If we need more chips, can’t chip manufacturers just increase manufacturing capacity? In theory, it sounds easy, but production capacity and technology are challenging that intent.

For fabs to increase production, they need to install new manufacturing lines. They require new equipment, and capital equipment manufacturers are innovating to help fabs meet the increased demand. However, these tools are complex and expensive with a long product development cycle with lead times up to nine months. It is difficult for capital equipment manufacturers to pivot their production lines that rely on traditional manufacturing technologies, and scale to meet unexpected demand growth.

 

Accelerating Innovation with Additive Manufacturing

Traditional manufacturing workflows are hampered by several limitations. If a capital equipment manufacturer needs to surge order a part, it may require more resources than one supplier can handle. The overhead required to set up an additional supplier is prohibitive. Additionally, with the desire to create and deliver more productive equipment more quickly, traditional product development workflows are lengthy and cumbersome due to the need for tooling.
^^^^^^^^^^^^^^^^
§ **What you need to do**:
1. In the chip production text, write out everything from "For fabs to" down to "unexpected demand growth.", swapping "nine months" for "twelve months".
2. According to the chip production text, what do fabs need to install in order to increase production?

§ **Entries**:
^^^^^^^^^^^^^^^^
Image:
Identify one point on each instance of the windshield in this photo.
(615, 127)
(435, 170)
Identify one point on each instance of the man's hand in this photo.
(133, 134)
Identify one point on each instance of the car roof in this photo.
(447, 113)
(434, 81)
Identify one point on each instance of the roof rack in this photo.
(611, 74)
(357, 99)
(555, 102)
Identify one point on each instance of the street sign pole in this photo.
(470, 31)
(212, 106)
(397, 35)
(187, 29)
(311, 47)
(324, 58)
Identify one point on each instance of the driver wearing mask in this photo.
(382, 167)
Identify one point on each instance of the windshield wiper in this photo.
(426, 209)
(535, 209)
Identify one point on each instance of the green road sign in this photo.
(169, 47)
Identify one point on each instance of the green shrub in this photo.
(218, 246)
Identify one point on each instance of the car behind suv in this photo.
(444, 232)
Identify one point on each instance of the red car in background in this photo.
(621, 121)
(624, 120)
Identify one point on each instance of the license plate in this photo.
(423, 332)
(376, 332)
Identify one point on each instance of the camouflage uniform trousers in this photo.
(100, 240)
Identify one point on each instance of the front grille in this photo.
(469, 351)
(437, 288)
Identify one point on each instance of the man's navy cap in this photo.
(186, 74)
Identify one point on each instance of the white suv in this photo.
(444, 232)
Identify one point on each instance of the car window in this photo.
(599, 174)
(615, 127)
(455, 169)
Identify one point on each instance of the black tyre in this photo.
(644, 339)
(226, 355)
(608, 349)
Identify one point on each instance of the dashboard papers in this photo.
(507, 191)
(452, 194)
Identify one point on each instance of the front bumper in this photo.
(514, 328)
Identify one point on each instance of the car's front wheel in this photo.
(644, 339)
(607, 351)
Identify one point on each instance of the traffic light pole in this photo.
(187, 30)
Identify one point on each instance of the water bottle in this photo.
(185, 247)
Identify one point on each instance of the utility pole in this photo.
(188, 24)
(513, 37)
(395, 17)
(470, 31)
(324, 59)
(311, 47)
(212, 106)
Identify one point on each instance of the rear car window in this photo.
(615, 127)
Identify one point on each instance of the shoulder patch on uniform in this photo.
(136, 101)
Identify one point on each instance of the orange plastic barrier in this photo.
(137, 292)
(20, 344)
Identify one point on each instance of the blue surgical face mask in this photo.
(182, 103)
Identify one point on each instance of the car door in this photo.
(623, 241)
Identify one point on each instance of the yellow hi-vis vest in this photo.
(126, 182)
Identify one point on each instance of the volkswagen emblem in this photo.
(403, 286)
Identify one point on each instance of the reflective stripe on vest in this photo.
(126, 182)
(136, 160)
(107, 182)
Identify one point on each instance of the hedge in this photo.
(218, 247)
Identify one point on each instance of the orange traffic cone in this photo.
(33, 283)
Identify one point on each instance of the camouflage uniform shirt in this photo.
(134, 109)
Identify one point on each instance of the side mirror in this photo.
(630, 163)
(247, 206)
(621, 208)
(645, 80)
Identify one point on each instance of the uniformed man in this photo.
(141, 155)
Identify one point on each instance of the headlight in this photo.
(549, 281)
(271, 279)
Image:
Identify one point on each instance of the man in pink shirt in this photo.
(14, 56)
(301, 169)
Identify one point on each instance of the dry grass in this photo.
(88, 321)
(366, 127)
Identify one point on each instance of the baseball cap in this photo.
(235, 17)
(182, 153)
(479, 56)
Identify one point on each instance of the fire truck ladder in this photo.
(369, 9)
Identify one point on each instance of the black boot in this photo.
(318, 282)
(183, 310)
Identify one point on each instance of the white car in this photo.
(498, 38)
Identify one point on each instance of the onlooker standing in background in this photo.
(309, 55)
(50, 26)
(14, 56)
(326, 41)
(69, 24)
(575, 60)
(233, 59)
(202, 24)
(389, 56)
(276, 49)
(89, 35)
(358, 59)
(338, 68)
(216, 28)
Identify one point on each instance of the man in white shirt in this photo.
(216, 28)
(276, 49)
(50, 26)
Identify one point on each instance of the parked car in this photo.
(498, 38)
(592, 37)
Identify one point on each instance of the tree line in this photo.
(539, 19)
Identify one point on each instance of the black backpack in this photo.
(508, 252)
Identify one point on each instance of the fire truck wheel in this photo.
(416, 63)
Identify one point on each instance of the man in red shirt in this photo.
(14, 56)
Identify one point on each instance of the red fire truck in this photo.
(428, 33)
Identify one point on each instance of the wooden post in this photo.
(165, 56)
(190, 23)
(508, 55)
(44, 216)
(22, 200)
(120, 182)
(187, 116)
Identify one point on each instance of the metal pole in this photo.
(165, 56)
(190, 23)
^^^^^^^^^^^^^^^^
§ **Responses**:
1.
For fabs to increase production, they need to install new manufacturing lines. They require new equipment, and capital equipment manufacturers are innovating to help fabs meet the increased demand. However, these tools are complex and expensive with a long product development cycle with lead times up to twelve months. It is difficult for capital equipment manufacturers to pivot their production lines that rely on traditional manufacturing technologies, and scale to meet unexpected demand growth.

2. New manufacturing lines.